REQUEST — Rewrite the listing from its first line through the line containing "[257,52,267,96]", inclusive, requests included. Raise every bounding box coordinate in the answers by 76.

RECORD LIST —
╭──

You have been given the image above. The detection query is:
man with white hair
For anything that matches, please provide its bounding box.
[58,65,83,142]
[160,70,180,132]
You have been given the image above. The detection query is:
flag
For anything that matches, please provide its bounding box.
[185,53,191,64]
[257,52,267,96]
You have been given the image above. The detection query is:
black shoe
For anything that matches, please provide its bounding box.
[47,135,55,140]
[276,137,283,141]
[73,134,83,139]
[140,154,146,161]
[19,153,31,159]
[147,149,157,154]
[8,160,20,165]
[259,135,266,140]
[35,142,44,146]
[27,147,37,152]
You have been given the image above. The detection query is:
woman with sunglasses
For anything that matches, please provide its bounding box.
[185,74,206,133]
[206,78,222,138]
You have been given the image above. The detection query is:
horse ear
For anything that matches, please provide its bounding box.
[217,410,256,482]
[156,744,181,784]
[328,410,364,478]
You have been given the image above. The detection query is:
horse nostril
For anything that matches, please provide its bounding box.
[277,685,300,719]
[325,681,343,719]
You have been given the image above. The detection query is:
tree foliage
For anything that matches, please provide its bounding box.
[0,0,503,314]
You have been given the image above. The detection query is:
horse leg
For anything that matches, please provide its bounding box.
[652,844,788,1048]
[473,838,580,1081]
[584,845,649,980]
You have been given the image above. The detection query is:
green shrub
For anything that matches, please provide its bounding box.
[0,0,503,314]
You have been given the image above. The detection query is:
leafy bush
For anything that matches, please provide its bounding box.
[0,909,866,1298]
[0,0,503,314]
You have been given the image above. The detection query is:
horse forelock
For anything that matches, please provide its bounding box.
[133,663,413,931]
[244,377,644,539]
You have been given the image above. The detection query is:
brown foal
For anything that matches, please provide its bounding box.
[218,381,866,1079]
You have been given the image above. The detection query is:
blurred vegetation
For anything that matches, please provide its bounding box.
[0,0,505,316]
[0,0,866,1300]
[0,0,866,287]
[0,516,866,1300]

╰──

OUTPUT OF THE EXERCISE —
You have been given the image above. The detection query is:
man with white hair
For anything that matches, please provide its bounding box.
[134,141,159,218]
[236,146,256,208]
You have been given the image above. The detection query is:
flag
For anything that matches, please provide its bounding box.
[261,129,267,140]
[333,128,343,172]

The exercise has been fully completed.